Recopiez fidèlement le passage du texte source qui commence à « Prix d’architecture (9/10)Vivre » et se termine à « architecture se verticaliser. ».

# Texte source

# # #

Prix d’architecture (9/10)Vivre avec les éléments dans une tour en verre
Œuvre du bureau de renom Lacaton & Vassal, la tour Opale, avec ses 20 étages à Chêne-Bourg, préfigure une architecture genevoise qui assume la verticalité.

On le sait, les projets de tours d’habitation, osant s’affirmer dans la ville, font couler beaucoup d’encre à Genève. Là, il ne s’agit pas d’un gratte-ciel, mais tout de même. Avec ses 20 étages et 60 mètres de haut, la tour Opale, partie prenante du nouveau quartier en train de se dessiner à Chêne-Bourg, est d’ores et déjà un bâtiment repère. Car il pose les jalons d’une tendance: ces prochaines années, sur un territoire étroit où le mètre carré vaut de l’or, où l’on cherche à densifier les zones urbaines, Genève verra sans doute son architecture se verticaliser.

# # #

# Entrées du corpus
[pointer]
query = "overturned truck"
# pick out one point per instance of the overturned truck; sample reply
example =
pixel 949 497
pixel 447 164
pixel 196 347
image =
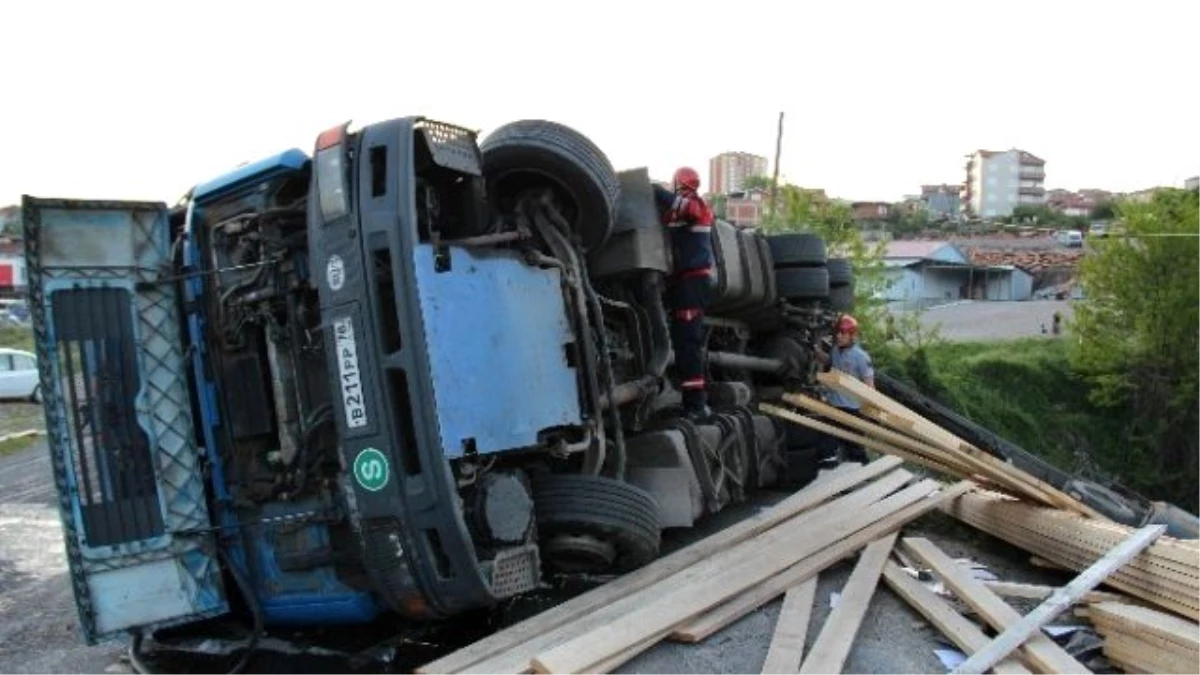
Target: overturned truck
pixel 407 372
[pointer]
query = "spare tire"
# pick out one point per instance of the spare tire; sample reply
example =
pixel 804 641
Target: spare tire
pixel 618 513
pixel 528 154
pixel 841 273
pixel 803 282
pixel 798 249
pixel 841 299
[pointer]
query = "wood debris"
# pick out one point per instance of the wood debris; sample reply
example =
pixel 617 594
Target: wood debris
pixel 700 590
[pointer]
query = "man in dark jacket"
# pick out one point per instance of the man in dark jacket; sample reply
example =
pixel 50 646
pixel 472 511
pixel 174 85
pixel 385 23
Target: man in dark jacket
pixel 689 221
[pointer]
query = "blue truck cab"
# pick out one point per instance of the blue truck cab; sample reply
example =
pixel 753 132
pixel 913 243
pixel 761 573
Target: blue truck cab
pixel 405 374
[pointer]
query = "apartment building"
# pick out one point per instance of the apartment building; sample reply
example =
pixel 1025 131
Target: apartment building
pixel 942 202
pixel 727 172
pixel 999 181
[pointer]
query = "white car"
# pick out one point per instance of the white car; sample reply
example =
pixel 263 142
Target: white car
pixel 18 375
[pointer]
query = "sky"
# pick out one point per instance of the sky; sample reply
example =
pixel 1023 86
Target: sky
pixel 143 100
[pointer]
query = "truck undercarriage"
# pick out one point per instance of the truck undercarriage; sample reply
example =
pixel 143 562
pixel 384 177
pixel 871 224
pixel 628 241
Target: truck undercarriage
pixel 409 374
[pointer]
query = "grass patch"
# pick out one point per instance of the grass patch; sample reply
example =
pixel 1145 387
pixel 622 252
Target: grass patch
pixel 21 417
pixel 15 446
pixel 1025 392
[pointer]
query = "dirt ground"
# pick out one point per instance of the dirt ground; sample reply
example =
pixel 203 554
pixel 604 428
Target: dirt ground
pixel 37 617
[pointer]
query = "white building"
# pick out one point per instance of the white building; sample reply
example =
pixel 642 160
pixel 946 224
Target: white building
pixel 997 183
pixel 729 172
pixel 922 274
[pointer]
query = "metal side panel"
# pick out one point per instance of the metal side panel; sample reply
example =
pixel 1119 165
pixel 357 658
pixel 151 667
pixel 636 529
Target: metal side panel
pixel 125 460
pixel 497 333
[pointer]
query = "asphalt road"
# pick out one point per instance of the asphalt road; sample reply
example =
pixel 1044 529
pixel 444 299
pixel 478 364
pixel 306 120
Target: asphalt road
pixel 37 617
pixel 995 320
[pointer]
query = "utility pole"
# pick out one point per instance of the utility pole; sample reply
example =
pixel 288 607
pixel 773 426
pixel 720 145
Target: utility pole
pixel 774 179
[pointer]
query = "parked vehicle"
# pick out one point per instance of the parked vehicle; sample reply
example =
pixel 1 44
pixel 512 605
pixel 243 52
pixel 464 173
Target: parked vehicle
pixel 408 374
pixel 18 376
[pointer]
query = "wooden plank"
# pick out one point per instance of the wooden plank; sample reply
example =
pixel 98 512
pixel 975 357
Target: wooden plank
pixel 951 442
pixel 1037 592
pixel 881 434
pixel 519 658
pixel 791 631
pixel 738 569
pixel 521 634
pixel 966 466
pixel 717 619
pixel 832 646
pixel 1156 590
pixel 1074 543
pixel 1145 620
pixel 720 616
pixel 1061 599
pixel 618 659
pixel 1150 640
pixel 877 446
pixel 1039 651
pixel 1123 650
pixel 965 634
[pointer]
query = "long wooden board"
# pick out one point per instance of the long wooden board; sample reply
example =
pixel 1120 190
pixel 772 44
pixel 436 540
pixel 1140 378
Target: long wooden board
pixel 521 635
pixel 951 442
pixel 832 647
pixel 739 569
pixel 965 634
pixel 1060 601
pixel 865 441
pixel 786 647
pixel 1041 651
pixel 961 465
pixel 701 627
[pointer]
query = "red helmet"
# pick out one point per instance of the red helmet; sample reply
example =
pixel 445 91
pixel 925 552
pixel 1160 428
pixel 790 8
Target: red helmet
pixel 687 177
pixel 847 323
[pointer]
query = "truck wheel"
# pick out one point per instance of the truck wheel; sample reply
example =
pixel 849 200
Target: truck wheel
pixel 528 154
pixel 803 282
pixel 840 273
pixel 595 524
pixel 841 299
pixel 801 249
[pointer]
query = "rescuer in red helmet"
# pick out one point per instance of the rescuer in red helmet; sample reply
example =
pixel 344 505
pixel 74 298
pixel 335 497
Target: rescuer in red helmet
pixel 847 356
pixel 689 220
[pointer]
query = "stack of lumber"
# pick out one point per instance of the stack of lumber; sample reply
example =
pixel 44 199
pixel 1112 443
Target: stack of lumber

# # #

# Réponse attendue
Prix d’architecture (9/10)Vivre avec les éléments dans une tour en verre
Œuvre du bureau de renom Lacaton & Vassal, la tour Opale, avec ses 20 étages à Chêne-Bourg, préfigure une architecture genevoise qui assume la verticalité.

On le sait, les projets de tours d’habitation, osant s’affirmer dans la ville, font couler beaucoup d’encre à Genève. Là, il ne s’agit pas d’un gratte-ciel, mais tout de même. Avec ses 20 étages et 60 mètres de haut, la tour Opale, partie prenante du nouveau quartier en train de se dessiner à Chêne-Bourg, est d’ores et déjà un bâtiment repère. Car il pose les jalons d’une tendance: ces prochaines années, sur un territoire étroit où le mètre carré vaut de l’or, où l’on cherche à densifier les zones urbaines, Genève verra sans doute son architecture se verticaliser.